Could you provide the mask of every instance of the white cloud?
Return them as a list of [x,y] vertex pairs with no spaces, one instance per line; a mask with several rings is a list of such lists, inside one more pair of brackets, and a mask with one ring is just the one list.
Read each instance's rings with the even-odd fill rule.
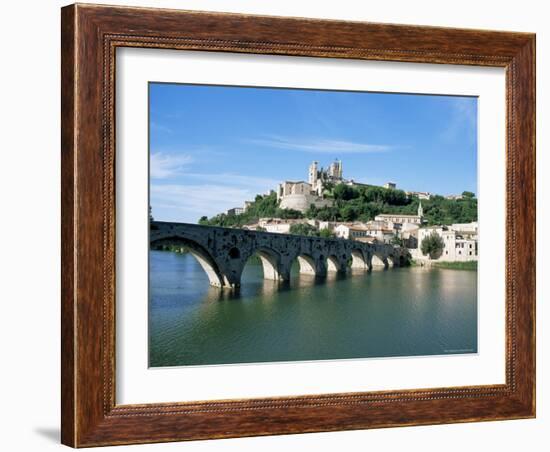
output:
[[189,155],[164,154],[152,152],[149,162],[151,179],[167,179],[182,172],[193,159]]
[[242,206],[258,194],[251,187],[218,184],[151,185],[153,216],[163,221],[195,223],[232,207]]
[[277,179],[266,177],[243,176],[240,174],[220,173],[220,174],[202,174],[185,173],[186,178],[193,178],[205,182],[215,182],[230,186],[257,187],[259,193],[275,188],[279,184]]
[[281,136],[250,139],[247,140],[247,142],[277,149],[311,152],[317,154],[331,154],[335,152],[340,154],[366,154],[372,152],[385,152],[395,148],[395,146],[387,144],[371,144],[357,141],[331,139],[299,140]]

****************

▸ **Required task**
Shift the polygons by adding -147 to every vertex coordinate in the answers, then write out the whole listing above again with its requests included. Omit the pictures.

▸ **Result of the task**
Could you provide the mask of every instance of the white cloud?
Return them as a list of [x,y] vertex pairs with no spaces, one instance per line; a mask with several rings is a list of such lists, inside one more pair of brackets, and a mask with one ring is just the one list.
Read each instance's rings with the even-odd fill rule.
output:
[[42,8],[17,7],[5,5],[2,15],[4,32],[20,32],[35,25],[46,12]]
[[95,59],[111,47],[104,40],[71,37],[4,38],[6,69],[16,74],[48,76],[85,60]]
[[130,32],[119,30],[96,29],[93,27],[73,26],[73,27],[55,27],[38,26],[39,31],[46,31],[58,35],[68,35],[83,39],[110,40],[112,46],[128,41],[132,37]]
[[134,-11],[103,-8],[100,-7],[100,-5],[130,2],[164,5],[170,7],[184,7],[188,5],[193,7],[219,7],[225,5],[238,5],[248,1],[248,-1],[240,-3],[224,-3],[210,-6],[184,-8],[152,-7]]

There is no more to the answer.